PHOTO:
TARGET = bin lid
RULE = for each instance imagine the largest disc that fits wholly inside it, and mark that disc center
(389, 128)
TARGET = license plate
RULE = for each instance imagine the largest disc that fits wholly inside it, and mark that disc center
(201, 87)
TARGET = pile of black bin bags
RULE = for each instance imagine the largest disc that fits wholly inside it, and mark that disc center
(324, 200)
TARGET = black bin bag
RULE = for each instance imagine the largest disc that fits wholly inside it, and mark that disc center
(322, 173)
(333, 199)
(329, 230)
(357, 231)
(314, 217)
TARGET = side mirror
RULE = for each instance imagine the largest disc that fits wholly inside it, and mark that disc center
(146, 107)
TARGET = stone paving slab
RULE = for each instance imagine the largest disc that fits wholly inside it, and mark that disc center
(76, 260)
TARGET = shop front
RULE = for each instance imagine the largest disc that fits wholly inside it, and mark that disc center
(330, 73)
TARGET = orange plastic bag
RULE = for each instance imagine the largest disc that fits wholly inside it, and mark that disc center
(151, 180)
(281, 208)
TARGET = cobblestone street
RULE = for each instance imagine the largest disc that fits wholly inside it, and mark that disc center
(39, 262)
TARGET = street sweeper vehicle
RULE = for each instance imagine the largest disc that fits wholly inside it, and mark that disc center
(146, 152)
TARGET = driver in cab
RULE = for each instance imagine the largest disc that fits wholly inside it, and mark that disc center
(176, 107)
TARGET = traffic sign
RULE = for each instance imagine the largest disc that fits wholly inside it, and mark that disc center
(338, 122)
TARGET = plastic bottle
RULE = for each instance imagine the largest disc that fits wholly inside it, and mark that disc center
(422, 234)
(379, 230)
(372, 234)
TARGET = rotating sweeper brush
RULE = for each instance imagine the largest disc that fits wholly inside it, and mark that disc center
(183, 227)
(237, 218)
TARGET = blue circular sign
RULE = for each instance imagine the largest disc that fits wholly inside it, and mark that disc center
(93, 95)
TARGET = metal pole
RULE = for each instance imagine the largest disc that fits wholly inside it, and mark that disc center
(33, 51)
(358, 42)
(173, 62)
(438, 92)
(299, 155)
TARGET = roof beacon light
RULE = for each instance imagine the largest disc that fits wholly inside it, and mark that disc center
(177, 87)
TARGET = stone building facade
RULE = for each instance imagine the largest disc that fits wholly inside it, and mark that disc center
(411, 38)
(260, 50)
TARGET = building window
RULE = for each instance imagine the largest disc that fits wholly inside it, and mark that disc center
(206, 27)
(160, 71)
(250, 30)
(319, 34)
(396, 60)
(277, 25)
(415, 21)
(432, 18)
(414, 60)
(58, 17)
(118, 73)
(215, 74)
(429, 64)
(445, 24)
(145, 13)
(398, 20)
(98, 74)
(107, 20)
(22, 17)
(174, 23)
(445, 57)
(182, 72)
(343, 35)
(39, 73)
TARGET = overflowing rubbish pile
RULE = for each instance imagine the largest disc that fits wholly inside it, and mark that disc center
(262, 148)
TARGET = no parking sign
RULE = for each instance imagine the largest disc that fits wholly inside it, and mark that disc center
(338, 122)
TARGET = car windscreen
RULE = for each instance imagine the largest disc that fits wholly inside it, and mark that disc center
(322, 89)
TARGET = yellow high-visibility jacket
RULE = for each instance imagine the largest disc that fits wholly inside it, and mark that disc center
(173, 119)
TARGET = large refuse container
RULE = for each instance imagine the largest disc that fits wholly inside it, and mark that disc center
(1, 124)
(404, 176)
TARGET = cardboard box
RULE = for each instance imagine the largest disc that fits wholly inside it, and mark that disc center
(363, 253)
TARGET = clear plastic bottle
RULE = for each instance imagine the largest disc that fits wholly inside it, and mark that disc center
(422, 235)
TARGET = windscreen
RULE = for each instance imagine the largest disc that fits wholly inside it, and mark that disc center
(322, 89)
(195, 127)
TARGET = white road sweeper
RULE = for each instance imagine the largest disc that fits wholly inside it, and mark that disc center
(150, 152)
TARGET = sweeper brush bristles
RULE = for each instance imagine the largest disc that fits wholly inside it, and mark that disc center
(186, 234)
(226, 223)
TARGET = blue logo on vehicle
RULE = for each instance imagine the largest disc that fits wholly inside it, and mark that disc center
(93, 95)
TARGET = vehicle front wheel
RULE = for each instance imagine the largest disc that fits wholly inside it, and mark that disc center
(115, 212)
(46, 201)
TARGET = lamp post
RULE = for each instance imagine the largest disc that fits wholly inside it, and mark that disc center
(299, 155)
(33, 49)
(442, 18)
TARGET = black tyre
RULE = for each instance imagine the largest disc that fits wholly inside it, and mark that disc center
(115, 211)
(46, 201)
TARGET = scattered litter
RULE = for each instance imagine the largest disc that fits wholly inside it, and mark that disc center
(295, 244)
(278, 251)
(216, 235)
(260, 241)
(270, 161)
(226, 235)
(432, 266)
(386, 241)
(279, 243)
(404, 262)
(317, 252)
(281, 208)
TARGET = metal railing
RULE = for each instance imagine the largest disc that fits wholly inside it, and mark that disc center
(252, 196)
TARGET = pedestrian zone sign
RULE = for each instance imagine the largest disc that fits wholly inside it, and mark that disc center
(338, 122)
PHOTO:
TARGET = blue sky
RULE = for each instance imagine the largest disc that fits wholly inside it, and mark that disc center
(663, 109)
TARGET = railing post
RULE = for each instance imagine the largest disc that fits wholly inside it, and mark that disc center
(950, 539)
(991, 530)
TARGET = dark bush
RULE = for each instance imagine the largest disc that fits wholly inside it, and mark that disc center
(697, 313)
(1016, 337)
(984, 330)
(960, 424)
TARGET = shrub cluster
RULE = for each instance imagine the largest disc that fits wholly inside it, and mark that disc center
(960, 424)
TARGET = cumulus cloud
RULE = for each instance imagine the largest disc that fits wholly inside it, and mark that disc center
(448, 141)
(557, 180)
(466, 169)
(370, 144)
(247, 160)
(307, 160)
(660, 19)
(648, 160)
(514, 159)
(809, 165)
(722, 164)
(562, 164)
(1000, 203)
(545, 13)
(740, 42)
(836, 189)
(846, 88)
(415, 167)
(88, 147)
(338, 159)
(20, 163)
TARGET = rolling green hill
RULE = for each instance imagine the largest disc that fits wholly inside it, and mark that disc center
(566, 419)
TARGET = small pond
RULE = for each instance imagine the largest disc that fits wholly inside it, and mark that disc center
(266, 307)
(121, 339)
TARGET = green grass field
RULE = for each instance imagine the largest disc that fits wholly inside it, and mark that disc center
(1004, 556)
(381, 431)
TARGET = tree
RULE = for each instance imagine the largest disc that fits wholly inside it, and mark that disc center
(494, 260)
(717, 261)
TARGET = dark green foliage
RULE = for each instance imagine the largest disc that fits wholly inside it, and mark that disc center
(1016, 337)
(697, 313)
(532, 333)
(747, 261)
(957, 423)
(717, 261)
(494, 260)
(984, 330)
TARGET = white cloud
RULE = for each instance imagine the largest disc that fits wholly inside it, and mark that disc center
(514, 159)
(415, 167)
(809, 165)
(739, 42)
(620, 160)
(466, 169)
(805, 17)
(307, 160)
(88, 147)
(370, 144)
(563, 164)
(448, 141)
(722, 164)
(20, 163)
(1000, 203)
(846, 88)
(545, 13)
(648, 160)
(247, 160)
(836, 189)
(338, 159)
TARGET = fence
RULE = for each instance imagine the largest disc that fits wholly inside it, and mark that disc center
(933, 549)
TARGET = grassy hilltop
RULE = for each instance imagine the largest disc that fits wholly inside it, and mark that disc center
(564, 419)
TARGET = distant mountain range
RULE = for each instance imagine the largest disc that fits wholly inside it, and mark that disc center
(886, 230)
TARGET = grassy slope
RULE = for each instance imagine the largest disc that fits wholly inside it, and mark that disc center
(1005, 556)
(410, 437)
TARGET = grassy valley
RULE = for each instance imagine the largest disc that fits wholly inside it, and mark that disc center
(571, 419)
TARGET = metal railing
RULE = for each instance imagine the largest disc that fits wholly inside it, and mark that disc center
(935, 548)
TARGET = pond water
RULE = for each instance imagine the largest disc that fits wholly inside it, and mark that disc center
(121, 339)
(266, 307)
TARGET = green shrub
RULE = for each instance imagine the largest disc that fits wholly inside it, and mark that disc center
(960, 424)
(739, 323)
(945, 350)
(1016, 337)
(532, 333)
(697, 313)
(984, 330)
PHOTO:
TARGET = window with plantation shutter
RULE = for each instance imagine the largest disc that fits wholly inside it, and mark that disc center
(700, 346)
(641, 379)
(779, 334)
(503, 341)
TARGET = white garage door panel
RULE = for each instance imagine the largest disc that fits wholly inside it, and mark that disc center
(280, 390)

· · ·

• Work to be completed:
Exactly reproduce the line containing "TARGET = window with plantation shutter" and all lines after it in the material, stopping only at the end.

• Task output:
TARGET = window with plantation shutter
RULE = for each instance imagine the largest disc that fits wholly inside it, and mark that disc center
(700, 346)
(641, 379)
(779, 334)
(503, 341)
TARGET = white garage door panel
RULE = for each instance imagine the largest disc that fits wholly inside it, and mark that disc center
(280, 390)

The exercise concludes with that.